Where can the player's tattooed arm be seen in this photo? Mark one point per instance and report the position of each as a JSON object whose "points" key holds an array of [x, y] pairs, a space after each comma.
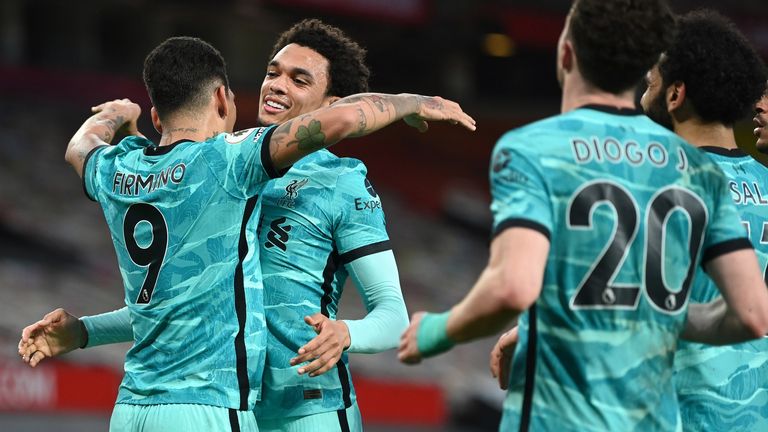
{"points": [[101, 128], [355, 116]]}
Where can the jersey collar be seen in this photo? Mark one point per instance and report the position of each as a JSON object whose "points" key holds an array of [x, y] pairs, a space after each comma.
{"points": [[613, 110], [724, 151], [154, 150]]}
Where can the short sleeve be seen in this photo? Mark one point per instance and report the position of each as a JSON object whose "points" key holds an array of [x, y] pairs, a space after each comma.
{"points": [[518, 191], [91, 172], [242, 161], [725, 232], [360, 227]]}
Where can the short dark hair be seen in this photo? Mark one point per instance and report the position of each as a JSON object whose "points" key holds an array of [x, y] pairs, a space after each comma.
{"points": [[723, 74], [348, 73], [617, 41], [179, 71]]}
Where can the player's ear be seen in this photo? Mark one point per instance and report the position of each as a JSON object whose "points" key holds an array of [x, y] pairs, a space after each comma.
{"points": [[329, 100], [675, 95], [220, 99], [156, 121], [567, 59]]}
-=-=-=-=-
• **THE PROBLEM**:
Reproduce all entries above exactly, minus the images.

• **TASK RESPONSE**:
Where can the player's tattooed arm be seen in this photo? Mark one point per instance and report the position of each as a JSON object whose "points" key holds an array of [x, y] pairs, a space after each comma.
{"points": [[101, 128], [355, 116]]}
Where can the jersey collar be seen in this photo? Mark one point per instance and report the position of each as a JSON object whose "points" key holds an array of [x, y] pairs, a space after each comma.
{"points": [[613, 110], [724, 151], [154, 150]]}
Where can the short sleeve be seen in this photo? Mark one point per instance and report the position of each as a JSON object whose "points" key holds an array of [x, y] pairs, a space after each comma.
{"points": [[518, 191], [91, 172], [242, 161], [725, 232], [360, 227]]}
Where can the short dark hair be seen in this photo? Mark one point per instance and report the position of each as a JSON object whose "points" key holds an array of [x, y] pairs, a space after each comma.
{"points": [[723, 74], [348, 73], [617, 41], [179, 71]]}
Where can the player's ear be seen in this photo? Mark one point per instance and report the position of each as a JSON object whose "points" key holds an array of [x, y] pairs, a space after each comma.
{"points": [[329, 100], [675, 95], [220, 99], [156, 121], [567, 59]]}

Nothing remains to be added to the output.